== PASSAGE FOR REVIEW ==

What decades of managing codebases (public and private, huge and small) has taught me is that there will always be an endless list of bugs and feature ideas and nice-to-haves and technical debt pressures in any given project. You'll never get to them all, so you prioritize (as I have done here). Functional bugs usually trump visual ones unless they're actually interfering with work.

Will I fix this bug? Probably, now that I'm aware of it. But there are more important matters to attend to first.

Edit: Turns out the bug comes from a mismatch with the terminal I'm using. With other terminals it looks fine. Term caps are surprisingly complicated, especially when you have multiple layers!

I think you can fix that by setting an environment variable (regarding the terminal?) but it was a while since I checked. (I was running Claude as a subprocess and had similar issues.)

Also this reminds me of a principle I learned from a mentor. "People are visual buyers. If it looks good, people will think the code is good."

Unfortunately it doesn't matter whose fault the janky TUI is, people will see that and associate it with your software.

It's more along the lines of: Anyone with an axe to grind will find something to grind it on.

Early stage products will have some rough edges. We've seen that in Docker, Kubernetes, AWS, Azure, LXC, KVM, etc. And people griped and raged about the sheer incompetence of the maintainers and utter lack of quality, but they still used those tools even before the rough edges were polished away and folks finally settled down.

The less one pays for something, the more entitled one feels to whinge and heap on abuse.

I've been down this road so much now that it's no biggie if a few Karens want to blow off steam at my expense. I'm not above exposing their silliness though ;-)

===

TASK DETAILS: Please state what the edit in the comments above says caused the bug.

== INFORMATION SHOWN ==

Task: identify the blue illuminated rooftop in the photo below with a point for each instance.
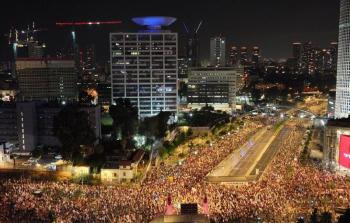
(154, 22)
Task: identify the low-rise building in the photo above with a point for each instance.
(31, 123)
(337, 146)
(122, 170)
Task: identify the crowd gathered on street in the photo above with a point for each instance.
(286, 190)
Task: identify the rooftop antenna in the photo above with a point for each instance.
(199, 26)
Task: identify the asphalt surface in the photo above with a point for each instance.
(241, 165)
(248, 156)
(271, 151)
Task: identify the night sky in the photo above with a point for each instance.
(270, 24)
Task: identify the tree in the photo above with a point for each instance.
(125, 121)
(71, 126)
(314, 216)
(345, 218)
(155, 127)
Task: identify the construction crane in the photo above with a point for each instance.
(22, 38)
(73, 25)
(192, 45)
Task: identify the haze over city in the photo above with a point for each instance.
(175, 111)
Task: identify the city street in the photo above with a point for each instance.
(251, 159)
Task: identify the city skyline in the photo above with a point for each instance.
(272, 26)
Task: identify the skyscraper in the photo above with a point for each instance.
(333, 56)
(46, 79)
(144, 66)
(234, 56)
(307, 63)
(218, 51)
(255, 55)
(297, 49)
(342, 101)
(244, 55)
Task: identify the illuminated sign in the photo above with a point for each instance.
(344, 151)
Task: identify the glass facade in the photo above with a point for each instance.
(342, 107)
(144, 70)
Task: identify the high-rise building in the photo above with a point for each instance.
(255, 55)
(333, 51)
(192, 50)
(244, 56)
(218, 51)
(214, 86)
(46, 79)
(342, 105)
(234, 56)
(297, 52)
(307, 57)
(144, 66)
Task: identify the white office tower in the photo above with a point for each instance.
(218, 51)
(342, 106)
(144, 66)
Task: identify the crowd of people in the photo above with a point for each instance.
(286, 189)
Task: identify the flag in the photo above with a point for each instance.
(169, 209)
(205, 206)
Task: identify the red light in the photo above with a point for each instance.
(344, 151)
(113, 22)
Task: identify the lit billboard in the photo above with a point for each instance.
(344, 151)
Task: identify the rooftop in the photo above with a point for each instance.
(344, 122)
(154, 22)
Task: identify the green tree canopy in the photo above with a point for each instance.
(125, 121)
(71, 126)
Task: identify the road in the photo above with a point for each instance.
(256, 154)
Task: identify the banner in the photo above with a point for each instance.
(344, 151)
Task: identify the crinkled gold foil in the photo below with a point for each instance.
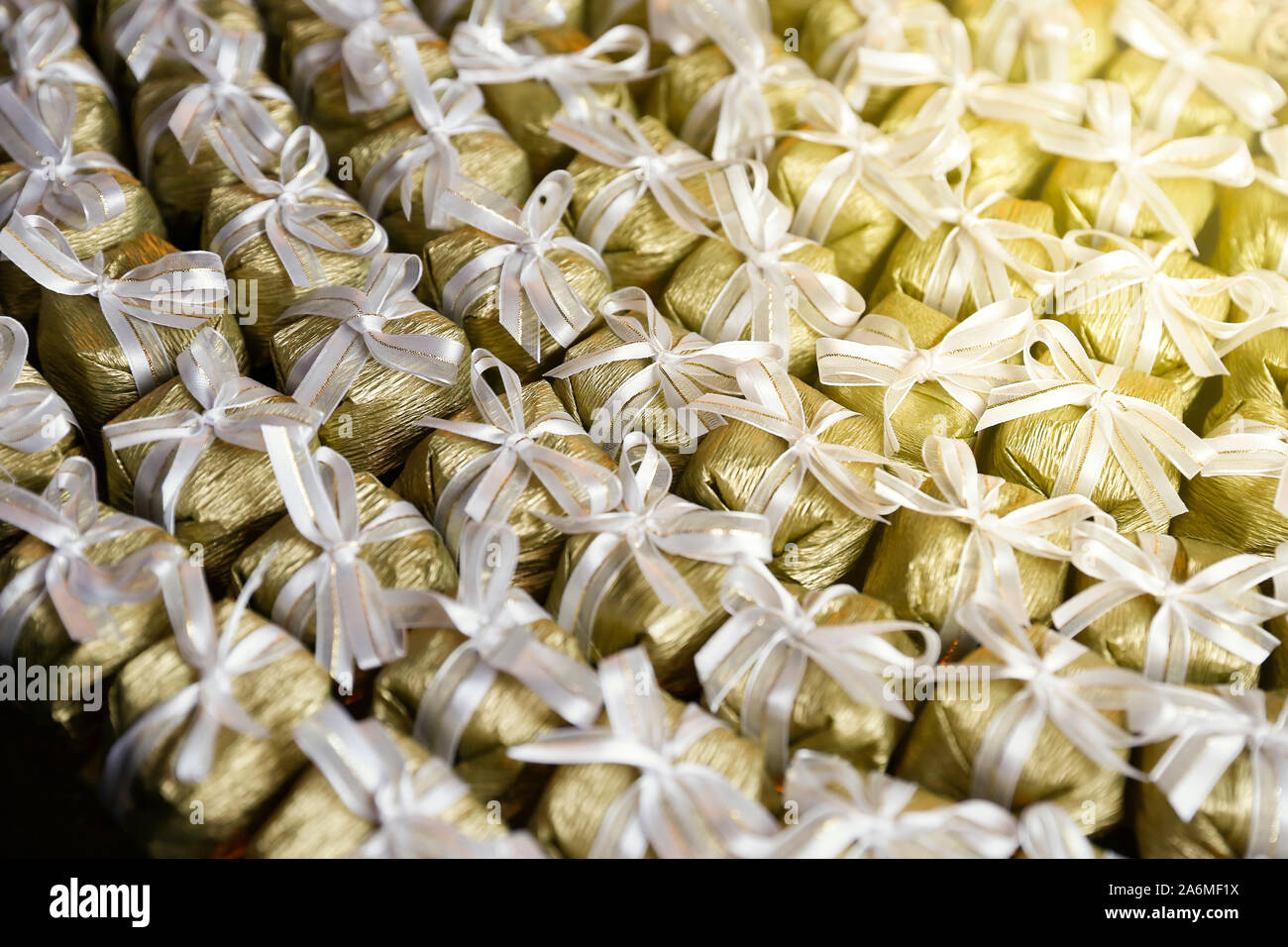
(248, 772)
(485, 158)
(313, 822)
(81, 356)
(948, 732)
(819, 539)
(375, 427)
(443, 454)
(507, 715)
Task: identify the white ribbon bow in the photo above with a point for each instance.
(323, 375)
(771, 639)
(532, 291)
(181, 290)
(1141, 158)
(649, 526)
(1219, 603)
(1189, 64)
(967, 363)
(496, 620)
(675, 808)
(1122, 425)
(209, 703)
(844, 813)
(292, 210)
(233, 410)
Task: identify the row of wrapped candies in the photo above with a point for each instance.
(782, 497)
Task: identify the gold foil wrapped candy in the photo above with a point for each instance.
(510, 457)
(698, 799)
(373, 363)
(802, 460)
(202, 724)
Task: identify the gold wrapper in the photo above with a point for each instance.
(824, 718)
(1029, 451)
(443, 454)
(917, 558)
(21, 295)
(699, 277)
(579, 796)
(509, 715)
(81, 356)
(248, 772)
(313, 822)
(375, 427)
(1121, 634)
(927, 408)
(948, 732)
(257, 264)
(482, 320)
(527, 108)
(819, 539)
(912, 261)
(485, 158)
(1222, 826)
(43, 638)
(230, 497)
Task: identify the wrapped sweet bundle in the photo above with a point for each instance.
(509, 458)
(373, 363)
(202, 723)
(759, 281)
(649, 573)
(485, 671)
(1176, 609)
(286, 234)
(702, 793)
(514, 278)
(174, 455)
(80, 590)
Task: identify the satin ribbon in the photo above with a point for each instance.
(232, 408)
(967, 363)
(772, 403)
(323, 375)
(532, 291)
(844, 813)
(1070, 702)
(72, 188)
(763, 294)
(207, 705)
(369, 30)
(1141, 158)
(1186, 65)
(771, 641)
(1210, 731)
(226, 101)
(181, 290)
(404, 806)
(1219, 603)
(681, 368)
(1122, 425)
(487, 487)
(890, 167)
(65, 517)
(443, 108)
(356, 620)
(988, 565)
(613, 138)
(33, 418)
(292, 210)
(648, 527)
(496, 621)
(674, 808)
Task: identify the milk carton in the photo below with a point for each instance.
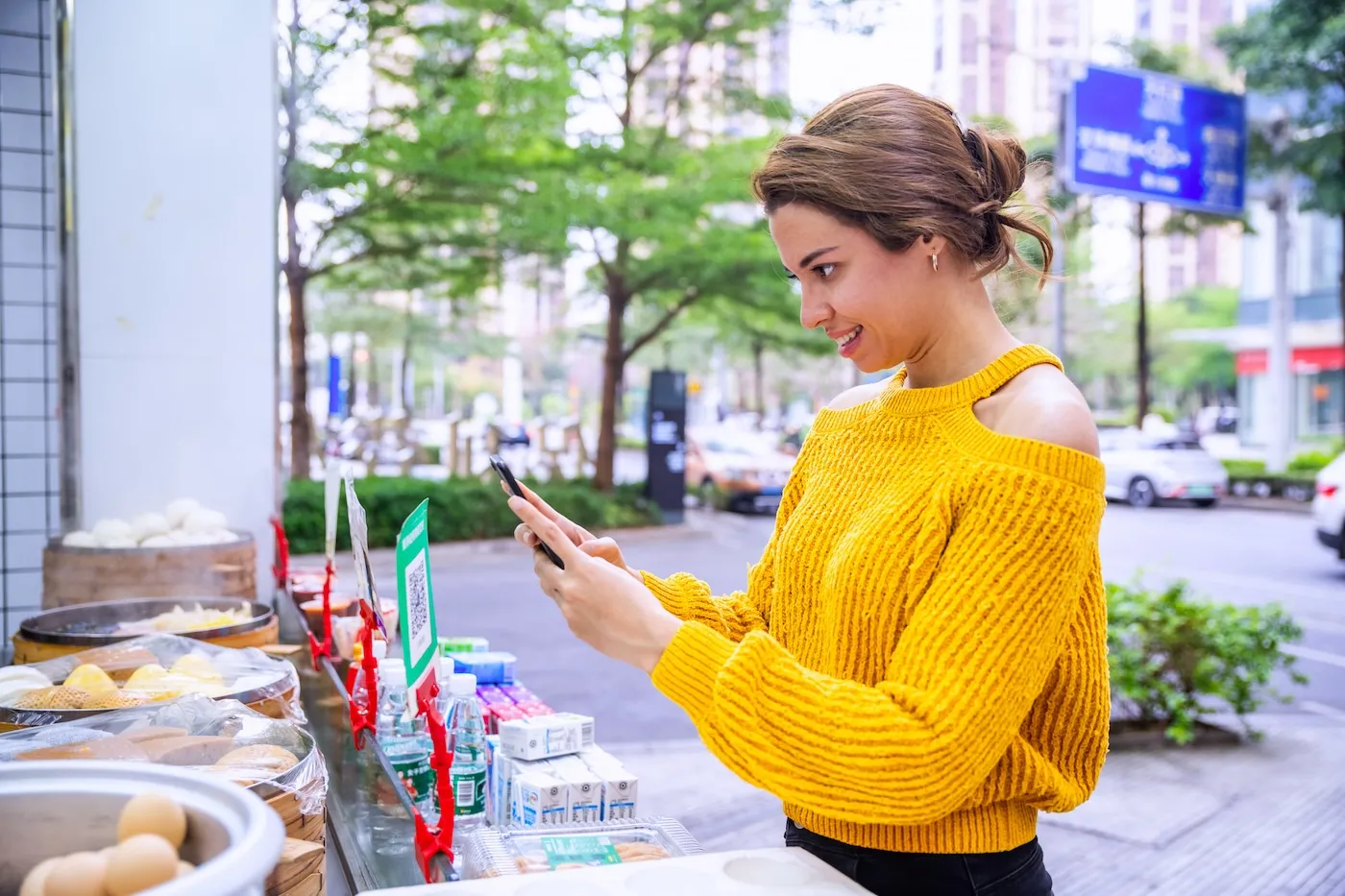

===

ANSWER TO THIS PROBLEM: A mismatch with the terminal being used.